[What you are asked to do]
Copy the line containing "Reviewer note: check that every instance of the wooded", then all lines after it up to and including the final line of the material, exactly and without additions.

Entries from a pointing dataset
◆ ◆ ◆ ◆ ◆

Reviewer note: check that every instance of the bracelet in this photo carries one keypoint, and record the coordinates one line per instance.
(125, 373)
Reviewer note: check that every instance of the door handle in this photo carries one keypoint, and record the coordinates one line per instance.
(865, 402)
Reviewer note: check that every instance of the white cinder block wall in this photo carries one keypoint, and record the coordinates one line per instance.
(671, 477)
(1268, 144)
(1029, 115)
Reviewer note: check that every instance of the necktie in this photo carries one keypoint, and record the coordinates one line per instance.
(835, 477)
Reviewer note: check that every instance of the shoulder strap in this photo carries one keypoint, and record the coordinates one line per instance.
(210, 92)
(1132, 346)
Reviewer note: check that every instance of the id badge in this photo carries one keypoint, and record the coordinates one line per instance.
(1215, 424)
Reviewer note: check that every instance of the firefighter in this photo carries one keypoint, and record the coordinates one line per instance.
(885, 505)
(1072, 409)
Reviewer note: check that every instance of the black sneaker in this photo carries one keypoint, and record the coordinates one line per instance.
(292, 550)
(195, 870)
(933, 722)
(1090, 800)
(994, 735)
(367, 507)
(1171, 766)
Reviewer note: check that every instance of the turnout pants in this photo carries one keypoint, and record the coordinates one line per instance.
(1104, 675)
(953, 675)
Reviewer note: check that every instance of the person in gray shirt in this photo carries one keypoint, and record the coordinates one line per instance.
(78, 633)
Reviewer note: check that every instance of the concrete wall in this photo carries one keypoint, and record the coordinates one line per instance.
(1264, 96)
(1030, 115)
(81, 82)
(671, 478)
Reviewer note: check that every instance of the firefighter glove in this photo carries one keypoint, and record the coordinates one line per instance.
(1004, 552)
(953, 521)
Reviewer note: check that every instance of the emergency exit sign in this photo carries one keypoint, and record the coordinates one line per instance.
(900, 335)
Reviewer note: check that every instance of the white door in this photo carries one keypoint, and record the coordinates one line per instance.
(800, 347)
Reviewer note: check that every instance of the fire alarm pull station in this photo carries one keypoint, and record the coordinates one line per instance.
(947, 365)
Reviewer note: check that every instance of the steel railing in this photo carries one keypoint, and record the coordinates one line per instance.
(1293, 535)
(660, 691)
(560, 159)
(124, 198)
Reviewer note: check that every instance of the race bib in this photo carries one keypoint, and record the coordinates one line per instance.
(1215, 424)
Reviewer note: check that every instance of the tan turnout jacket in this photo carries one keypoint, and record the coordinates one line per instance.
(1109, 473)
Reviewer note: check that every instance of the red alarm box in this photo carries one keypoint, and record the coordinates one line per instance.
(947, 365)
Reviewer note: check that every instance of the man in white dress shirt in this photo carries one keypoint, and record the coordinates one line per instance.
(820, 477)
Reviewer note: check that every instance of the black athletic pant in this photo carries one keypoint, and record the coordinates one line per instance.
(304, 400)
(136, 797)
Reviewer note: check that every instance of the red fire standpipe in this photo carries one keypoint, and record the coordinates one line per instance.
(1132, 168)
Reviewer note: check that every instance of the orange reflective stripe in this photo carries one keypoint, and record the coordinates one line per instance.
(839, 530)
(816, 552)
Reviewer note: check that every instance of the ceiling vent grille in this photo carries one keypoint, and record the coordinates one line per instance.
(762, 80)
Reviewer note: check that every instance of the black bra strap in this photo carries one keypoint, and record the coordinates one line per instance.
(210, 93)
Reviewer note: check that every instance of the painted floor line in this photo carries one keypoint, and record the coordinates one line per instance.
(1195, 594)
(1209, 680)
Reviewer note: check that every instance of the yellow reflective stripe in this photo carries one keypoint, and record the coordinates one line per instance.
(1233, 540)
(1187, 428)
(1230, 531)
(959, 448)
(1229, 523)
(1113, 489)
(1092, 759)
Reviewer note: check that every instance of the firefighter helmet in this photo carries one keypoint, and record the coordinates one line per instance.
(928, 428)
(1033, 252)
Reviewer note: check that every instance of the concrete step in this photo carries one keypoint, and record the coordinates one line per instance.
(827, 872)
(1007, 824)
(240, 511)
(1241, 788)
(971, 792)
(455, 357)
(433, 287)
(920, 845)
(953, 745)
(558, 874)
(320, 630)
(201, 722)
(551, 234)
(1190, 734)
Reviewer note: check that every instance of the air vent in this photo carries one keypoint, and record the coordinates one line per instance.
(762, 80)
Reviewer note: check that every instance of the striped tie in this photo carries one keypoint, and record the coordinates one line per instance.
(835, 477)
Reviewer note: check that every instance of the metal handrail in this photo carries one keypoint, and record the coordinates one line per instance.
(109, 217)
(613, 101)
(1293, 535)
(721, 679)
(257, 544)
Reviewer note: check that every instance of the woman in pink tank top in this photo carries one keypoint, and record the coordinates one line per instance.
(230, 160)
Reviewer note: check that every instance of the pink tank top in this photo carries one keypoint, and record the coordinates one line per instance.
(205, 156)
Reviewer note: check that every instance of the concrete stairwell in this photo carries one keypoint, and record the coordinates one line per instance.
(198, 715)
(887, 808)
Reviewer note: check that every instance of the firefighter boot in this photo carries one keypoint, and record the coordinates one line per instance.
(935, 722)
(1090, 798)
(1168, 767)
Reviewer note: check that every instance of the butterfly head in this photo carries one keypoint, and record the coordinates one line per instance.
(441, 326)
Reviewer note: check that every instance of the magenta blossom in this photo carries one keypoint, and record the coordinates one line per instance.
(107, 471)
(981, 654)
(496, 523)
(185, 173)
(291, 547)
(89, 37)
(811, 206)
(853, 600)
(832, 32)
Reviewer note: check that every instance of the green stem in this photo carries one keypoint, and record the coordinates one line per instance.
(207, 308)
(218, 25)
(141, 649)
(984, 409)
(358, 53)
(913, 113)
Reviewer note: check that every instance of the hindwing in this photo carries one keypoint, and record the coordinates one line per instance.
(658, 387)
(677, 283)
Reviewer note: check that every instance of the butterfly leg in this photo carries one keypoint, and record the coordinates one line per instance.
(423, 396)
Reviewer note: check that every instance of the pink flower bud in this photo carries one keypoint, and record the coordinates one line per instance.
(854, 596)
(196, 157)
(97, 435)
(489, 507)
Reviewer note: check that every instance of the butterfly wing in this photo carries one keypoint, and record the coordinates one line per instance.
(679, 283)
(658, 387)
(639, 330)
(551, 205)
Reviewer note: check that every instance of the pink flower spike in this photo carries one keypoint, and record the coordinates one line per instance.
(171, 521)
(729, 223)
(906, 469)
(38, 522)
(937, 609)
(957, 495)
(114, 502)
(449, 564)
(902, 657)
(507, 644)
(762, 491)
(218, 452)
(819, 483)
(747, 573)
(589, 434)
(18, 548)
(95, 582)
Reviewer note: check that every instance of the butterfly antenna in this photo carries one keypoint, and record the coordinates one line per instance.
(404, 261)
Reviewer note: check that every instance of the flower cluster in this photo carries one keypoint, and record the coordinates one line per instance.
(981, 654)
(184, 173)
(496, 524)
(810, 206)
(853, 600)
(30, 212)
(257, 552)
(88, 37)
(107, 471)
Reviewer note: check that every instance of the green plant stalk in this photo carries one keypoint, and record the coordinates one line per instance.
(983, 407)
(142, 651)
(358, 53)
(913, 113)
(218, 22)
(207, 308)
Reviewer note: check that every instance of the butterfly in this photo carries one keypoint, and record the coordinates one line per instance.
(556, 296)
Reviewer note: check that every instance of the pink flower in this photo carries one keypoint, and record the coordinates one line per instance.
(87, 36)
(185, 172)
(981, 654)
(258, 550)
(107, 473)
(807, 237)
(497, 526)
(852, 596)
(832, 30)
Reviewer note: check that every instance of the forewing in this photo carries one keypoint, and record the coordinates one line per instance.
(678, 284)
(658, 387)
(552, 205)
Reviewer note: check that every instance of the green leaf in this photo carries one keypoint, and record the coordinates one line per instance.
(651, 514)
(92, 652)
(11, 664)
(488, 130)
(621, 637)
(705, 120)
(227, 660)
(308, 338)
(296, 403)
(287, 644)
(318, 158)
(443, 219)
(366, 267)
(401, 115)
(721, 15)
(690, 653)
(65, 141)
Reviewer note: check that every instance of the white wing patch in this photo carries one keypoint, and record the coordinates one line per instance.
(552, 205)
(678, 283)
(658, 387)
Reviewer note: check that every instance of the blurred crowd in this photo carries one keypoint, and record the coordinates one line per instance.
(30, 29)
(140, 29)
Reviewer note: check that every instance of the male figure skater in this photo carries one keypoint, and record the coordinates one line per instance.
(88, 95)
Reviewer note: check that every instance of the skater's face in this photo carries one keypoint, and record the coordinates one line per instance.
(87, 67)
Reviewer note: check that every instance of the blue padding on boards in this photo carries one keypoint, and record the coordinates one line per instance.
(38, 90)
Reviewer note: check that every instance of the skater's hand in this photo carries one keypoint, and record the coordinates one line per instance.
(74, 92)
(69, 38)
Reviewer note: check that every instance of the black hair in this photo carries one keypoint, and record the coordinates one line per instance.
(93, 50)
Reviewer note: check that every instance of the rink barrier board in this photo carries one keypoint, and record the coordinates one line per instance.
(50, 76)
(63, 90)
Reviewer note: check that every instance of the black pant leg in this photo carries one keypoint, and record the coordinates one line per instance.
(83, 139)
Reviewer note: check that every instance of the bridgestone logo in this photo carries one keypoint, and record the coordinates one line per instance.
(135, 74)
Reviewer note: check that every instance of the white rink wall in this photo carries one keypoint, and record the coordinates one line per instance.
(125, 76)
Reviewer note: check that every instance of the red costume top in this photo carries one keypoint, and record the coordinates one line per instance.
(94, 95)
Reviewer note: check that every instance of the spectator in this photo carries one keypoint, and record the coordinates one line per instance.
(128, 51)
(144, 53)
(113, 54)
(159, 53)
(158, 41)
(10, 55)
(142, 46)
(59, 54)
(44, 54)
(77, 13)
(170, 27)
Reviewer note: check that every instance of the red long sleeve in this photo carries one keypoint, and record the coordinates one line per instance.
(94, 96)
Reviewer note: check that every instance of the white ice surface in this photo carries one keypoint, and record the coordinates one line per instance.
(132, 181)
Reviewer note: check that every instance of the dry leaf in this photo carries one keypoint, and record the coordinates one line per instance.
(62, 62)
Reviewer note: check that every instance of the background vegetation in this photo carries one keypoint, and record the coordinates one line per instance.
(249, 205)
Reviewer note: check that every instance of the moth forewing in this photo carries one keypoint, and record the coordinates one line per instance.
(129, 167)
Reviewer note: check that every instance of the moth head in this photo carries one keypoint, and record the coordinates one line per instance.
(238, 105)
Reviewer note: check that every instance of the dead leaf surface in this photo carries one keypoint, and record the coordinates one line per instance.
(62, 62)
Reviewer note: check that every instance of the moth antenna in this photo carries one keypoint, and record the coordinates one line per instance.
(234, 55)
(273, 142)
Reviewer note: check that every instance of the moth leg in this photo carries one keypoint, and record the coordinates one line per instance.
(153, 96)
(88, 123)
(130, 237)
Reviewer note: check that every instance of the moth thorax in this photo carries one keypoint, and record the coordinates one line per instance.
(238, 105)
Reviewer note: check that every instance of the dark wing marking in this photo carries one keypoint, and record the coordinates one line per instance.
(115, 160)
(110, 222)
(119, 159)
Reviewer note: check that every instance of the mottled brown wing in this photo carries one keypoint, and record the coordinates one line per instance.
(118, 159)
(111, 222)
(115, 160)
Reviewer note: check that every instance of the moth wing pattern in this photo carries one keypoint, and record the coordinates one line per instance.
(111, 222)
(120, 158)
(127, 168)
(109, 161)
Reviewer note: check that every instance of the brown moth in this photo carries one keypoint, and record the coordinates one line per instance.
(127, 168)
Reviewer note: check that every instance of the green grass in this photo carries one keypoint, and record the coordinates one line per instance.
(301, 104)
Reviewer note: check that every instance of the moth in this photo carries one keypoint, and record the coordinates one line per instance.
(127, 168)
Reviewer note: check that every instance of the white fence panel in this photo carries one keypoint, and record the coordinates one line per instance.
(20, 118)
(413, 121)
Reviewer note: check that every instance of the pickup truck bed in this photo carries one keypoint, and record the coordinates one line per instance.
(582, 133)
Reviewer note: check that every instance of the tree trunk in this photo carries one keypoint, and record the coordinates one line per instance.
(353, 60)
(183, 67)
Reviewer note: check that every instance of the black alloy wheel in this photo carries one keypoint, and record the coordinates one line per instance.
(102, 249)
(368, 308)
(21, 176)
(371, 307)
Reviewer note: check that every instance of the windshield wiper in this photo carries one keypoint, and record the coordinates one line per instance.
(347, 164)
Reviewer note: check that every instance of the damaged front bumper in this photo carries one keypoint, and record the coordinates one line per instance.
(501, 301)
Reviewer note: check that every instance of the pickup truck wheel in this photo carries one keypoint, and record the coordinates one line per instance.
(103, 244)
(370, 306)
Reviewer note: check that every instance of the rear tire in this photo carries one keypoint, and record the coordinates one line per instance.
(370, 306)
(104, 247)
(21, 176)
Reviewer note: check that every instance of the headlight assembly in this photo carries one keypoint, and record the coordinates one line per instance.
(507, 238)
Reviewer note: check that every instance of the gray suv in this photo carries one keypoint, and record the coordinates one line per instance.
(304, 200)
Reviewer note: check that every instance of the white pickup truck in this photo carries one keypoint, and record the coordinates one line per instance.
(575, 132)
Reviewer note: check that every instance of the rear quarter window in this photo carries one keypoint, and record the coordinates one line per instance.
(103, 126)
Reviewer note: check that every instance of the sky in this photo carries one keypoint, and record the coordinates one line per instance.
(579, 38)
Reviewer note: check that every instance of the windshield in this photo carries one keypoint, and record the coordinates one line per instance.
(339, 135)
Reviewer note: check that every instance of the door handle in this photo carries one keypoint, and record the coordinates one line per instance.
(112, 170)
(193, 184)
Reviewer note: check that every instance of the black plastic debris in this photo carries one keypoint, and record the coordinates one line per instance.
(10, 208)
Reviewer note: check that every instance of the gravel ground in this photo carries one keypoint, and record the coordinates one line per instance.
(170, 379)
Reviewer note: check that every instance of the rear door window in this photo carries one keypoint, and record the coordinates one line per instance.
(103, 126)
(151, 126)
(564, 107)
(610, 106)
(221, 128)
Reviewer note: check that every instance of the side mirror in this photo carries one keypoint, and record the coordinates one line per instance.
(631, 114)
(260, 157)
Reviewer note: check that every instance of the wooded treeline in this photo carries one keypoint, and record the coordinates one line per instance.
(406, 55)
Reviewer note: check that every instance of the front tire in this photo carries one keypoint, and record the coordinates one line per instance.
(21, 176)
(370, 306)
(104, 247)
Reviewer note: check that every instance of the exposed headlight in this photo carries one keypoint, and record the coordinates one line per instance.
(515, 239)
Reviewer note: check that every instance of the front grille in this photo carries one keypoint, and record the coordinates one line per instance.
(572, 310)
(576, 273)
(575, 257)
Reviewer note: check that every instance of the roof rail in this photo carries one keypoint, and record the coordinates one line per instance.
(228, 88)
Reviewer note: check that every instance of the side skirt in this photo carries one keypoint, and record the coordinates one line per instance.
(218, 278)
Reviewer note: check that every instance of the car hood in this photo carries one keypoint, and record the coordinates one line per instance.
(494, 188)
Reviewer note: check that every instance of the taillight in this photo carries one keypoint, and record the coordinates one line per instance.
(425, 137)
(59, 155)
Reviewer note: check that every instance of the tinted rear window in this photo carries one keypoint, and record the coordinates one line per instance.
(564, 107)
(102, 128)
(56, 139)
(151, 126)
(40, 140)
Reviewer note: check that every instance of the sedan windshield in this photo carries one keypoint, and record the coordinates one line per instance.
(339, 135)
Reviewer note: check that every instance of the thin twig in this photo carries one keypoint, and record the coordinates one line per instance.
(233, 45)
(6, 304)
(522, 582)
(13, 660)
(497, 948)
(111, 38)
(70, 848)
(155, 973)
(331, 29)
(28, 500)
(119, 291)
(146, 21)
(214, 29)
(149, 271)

◆ ◆ ◆ ◆ ◆

[Output]
Reviewer note: check that every instance of the wooded treeline in this photo carries one keypoint, and record the coordinates one line per instance.
(406, 55)
Reviewer note: check that every instance of the front tire in this photo carries one keypoint, and record the coordinates one line per instance.
(21, 176)
(370, 306)
(104, 247)
Reviewer note: check that every instance of the exposed headlight in this photo carries one keypoint, and record the coordinates one line per instance.
(515, 239)
Reviewer note: check that every instance of the front grille in this photo carries one keypoint, and record the coordinates one line per instance.
(572, 310)
(576, 273)
(575, 257)
Reviewer note: check that every instance of the roof rail in this photo carries one keypoint, and record the coordinates one line per instance.
(228, 88)
Reviewer note: check that every instance of the side skirt in this photo carries one keypoint, and record the coordinates one line per instance.
(218, 278)
Reviewer note: check that every instance of the car hood in this photo carries one keypoint, and record the coordinates one line per instance.
(494, 188)
Reviewer note: check that every instance of the taillight in this photo carries one keypoint, and record the coordinates one line per instance.
(425, 137)
(59, 155)
Reviewer note: check that every instance of the tinted rear window in this photo carries one keypoint, and record the coordinates one line per instance.
(564, 107)
(102, 128)
(56, 139)
(151, 126)
(40, 140)
Reviewer note: check that every instance of the sedan windshield in this photo carries one keypoint, and record the coordinates one line per instance.
(339, 135)
Reviewer note: check that every instance of the thin twig in this photo carries one keypoint, and record the coordinates one line per instance.
(233, 45)
(6, 304)
(522, 582)
(13, 660)
(497, 948)
(111, 38)
(70, 848)
(155, 973)
(331, 29)
(28, 500)
(119, 291)
(146, 21)
(214, 29)
(149, 271)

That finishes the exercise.